As dois tipos de consumidores — compulsivos e descontrolados — adotam hábitos de consumo que extrapolam as reais necessidades, gerando o indesejado consumismo, uma condição que precisa ser combatida. Vencer essa batalha vale muito a pena, uma vez que da vitória surgem oportunidades para a economia de dinheiro e de recursos naturais e também, como bônus, há a possibilidade de a pessoa se tornar mais consciente sobre como ela pode atuar em benefício dela própria, em benefício das pessoas que a cercam e, claro, em benefício de todo o planeta.

Quase sempre, há margem para economizar

A sensação que as pessoas têm no atualidade é de que o cinto já foi apertado até onde poderia. Afinal, com toda a crise provocada pela pandemia e por outros fatores nacionais e internacionais, a elevação dos preços nos mais variados setores vem obrigando o brasileiro a consumir menos do que gostaria, ainda que de maneira compulsória. Porém, em alguns aspectos ainda há margem para economizar.

## Dados disponíveis
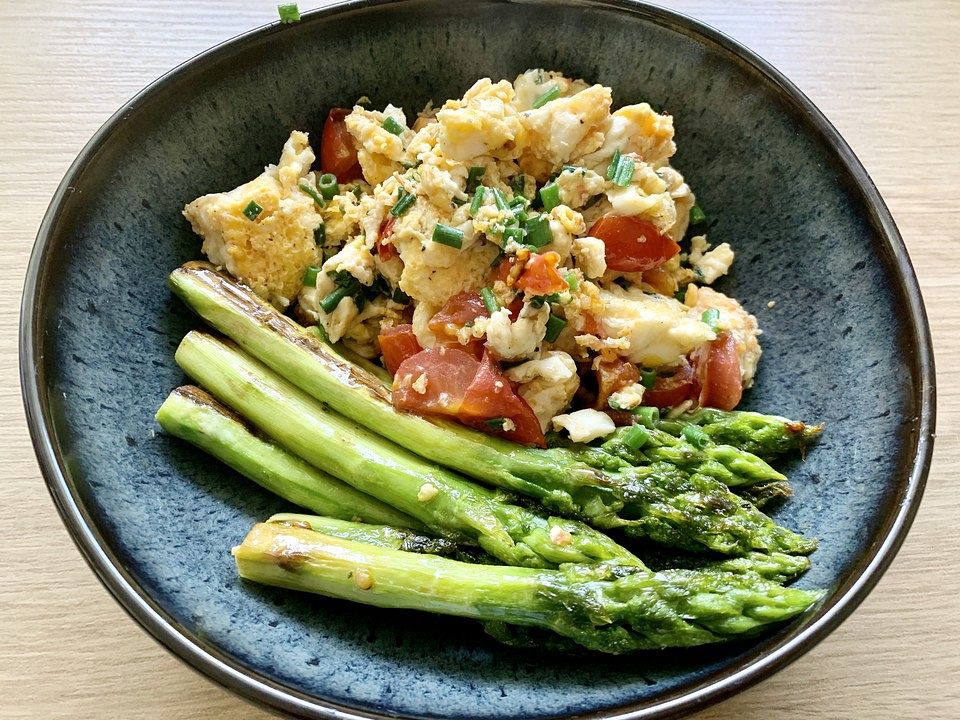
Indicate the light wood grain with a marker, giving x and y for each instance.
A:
(886, 74)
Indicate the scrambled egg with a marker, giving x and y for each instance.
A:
(268, 249)
(505, 174)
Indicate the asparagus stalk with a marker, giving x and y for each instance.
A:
(192, 415)
(764, 435)
(676, 508)
(378, 535)
(441, 500)
(612, 609)
(732, 466)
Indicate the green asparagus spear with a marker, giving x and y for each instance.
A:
(764, 435)
(775, 567)
(610, 608)
(729, 465)
(607, 493)
(441, 500)
(192, 415)
(379, 535)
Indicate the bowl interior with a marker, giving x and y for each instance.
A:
(838, 345)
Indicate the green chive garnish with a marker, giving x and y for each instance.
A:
(648, 416)
(317, 198)
(696, 436)
(555, 326)
(500, 200)
(519, 185)
(393, 127)
(446, 235)
(404, 202)
(550, 196)
(620, 171)
(473, 177)
(538, 231)
(489, 301)
(328, 185)
(513, 233)
(289, 13)
(552, 94)
(310, 276)
(711, 317)
(636, 437)
(331, 301)
(478, 198)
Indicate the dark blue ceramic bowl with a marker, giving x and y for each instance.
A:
(846, 343)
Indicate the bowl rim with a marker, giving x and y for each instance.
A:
(204, 657)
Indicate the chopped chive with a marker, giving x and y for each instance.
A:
(404, 202)
(310, 276)
(328, 185)
(449, 236)
(489, 301)
(648, 416)
(500, 200)
(711, 317)
(555, 326)
(696, 436)
(538, 231)
(620, 171)
(289, 13)
(474, 176)
(514, 233)
(636, 437)
(317, 198)
(392, 126)
(331, 301)
(519, 185)
(478, 197)
(552, 94)
(550, 196)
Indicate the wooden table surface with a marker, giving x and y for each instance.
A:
(886, 74)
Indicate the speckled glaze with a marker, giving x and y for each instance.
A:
(846, 343)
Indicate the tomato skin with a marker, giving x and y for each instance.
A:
(460, 310)
(718, 371)
(449, 372)
(540, 276)
(396, 345)
(661, 281)
(632, 244)
(386, 251)
(671, 390)
(613, 375)
(473, 391)
(491, 395)
(338, 154)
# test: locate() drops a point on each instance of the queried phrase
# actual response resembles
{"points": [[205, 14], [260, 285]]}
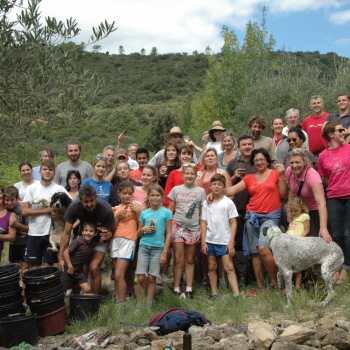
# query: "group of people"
{"points": [[145, 211]]}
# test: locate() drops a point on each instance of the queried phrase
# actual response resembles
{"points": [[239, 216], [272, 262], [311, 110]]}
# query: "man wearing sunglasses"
{"points": [[73, 163], [312, 125], [343, 115], [257, 124]]}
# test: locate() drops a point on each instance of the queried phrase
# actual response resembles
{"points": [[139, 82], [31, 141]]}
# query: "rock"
{"points": [[338, 338], [298, 334], [261, 335], [149, 334], [283, 344], [143, 342]]}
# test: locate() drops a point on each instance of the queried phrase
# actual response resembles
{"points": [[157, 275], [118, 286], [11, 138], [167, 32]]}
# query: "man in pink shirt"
{"points": [[312, 125]]}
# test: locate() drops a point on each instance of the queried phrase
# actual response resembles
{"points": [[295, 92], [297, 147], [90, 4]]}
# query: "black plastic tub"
{"points": [[44, 293], [9, 269], [10, 285], [42, 278], [11, 297], [82, 306], [45, 306], [17, 329], [12, 308]]}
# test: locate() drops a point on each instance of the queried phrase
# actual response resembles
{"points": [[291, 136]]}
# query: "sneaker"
{"points": [[166, 279], [241, 282], [189, 295]]}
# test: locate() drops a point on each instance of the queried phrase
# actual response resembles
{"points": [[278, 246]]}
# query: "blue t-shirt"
{"points": [[103, 188], [159, 218]]}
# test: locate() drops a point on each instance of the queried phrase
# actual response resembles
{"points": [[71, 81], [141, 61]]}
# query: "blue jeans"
{"points": [[148, 260], [339, 225]]}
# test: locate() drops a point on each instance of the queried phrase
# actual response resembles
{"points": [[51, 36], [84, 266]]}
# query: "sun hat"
{"points": [[173, 131], [217, 125]]}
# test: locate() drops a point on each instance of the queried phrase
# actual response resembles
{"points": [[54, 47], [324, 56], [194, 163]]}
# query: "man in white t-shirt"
{"points": [[74, 163], [39, 215]]}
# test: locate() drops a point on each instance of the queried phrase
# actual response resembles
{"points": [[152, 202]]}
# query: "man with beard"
{"points": [[312, 125], [39, 218], [343, 115], [74, 163], [237, 169], [91, 209], [257, 124]]}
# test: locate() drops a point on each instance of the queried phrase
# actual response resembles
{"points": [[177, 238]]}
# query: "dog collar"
{"points": [[276, 234]]}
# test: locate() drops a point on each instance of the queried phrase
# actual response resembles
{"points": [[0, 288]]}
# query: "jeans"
{"points": [[339, 225]]}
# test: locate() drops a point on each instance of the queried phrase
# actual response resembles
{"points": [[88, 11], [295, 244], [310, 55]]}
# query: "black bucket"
{"points": [[42, 278], [17, 329], [47, 305], [12, 308], [9, 269], [45, 293], [82, 306], [10, 285], [11, 297]]}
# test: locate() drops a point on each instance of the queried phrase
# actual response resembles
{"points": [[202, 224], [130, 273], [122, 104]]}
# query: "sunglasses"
{"points": [[295, 151], [101, 158], [227, 133]]}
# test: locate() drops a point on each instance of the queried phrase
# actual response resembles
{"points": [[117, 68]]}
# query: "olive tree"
{"points": [[40, 80]]}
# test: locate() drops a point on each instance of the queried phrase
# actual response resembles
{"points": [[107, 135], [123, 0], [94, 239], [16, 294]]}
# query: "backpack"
{"points": [[177, 319]]}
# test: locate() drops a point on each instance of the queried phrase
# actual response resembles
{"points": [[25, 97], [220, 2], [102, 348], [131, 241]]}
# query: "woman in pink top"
{"points": [[334, 167], [175, 177], [266, 188], [306, 183]]}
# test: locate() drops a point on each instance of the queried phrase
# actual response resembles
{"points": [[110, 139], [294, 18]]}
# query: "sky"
{"points": [[193, 25]]}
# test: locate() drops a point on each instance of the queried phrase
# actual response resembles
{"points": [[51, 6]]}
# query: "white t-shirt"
{"points": [[22, 189], [218, 215], [216, 145], [39, 225]]}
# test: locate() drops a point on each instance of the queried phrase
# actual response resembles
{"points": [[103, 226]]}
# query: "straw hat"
{"points": [[173, 131], [215, 126]]}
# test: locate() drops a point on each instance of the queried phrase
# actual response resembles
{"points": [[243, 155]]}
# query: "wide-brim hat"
{"points": [[173, 131], [217, 125]]}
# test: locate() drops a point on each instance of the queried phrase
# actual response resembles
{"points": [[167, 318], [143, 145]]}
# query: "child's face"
{"points": [[57, 214], [155, 199], [88, 233], [10, 202], [189, 175], [295, 211], [125, 195], [217, 187]]}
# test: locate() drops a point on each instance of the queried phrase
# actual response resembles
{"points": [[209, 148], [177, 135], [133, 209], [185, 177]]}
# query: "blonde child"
{"points": [[76, 256], [188, 200], [125, 238], [299, 225], [218, 232], [155, 232]]}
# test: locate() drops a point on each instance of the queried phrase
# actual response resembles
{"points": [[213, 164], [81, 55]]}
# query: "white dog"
{"points": [[295, 254]]}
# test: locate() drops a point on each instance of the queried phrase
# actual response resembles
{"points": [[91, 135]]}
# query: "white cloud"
{"points": [[342, 42], [341, 17], [171, 26]]}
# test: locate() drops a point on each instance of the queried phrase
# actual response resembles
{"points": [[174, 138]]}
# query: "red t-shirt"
{"points": [[313, 127], [136, 175], [174, 179], [264, 196]]}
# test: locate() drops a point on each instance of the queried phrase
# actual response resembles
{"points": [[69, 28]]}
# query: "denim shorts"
{"points": [[217, 249], [148, 260]]}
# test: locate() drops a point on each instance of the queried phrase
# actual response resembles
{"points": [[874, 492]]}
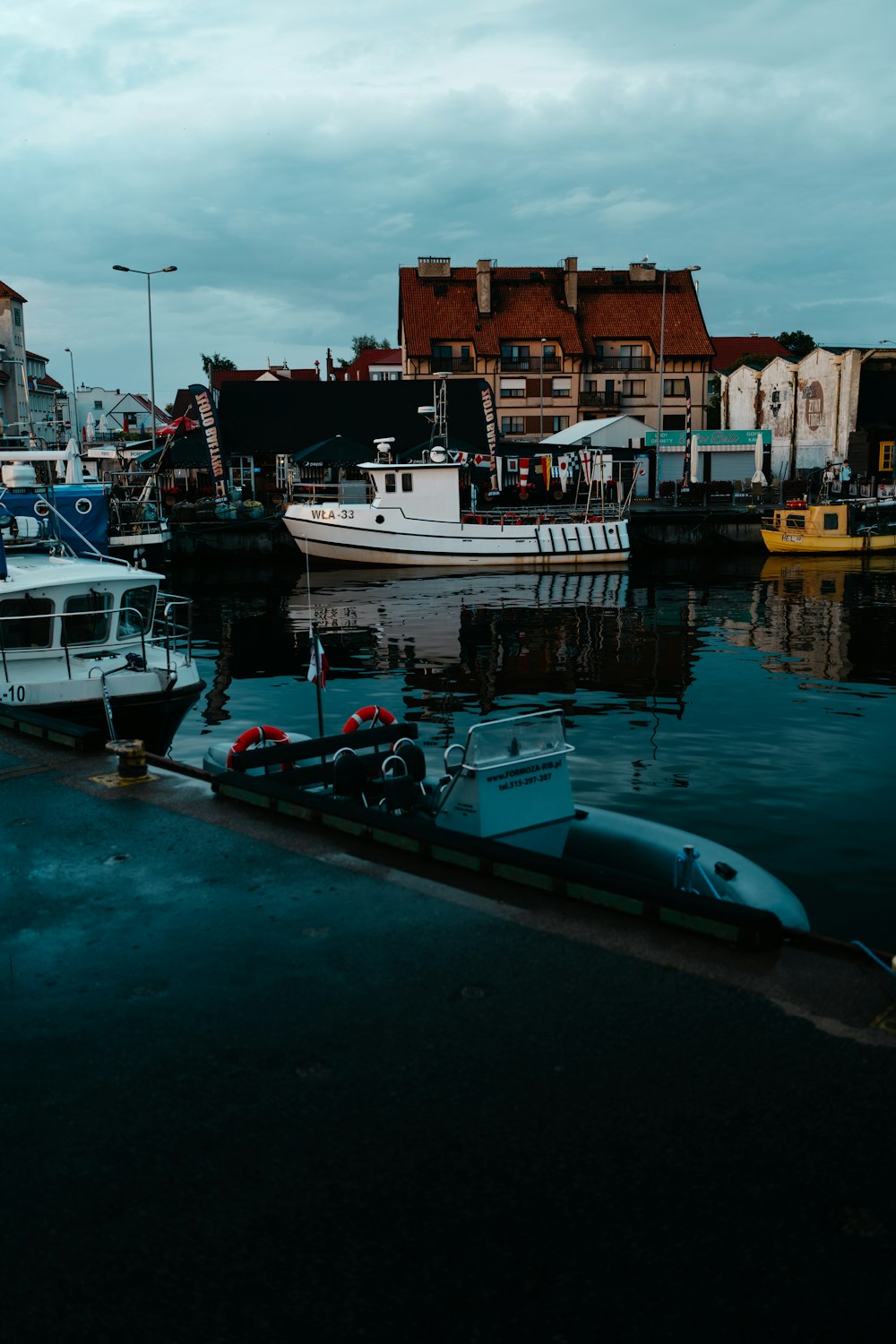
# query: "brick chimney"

## Tarefas propostas
**a.** Responda com base no texto sobre consumismo:
(i) Quais são os dois tipos de consumidores citados?
(ii) Que oportunidades de economia surgem da vitória sobre o consumismo?
(iii) O que vem obrigando o brasileiro a consumir menos do que gostaria?
**b.** Escreva a continuação do texto sobre consumismo a partir da última frase apresentada.

## Respostas esperadas
**a.**
(i) Os compulsivos e os descontrolados.
(ii) A economia de dinheiro e de recursos naturais.
(iii) A elevação dos preços nos mais variados setores.

**b.**
Tomando como referência apenas o setor de eletricidade, por exemplo, é possível verificar que, mesmo com a pandemia, a sociedade brasileira reduziu em apenas 1,4% o consumo elétrico, na comparação com 2019. Esta informação consta do Anuário Estatístico de Energia Elétrica 2021, da Empresa de Pesquisa Energética (EPE) do Ministério de Minas e Energia, que consolida informações de 2020. Levando em conta o anuário 2020, que aponta um incremento de 1,6% no consumo elétrico brasileiro em 2019 em relação ao ano anterior, isso significa que, a despeito da dificuldades geradas pela Covid-19, no ano passado, ainda consumimos mais eletricidades do que em 2018.

Além disso, dados da Resenha Mensal do Mercado de Energia Elétrica, também da EPE, apontam uma perspectiva de elevação significativa do consumo de eletricidade em 2021, na comparação com 2020, o que, pelo ponto da recuperação econômica, é até positivo. Afinal, a elevação no consumo de eletricidade denota que a economia está voltando a girar.

Porém, sempre é necessário levar em conta o quanto desse consumo maior não se deve a desperdícios, fazendo isso como parte de um exercício de raciocínio que pode ser estendido para todas a demais área.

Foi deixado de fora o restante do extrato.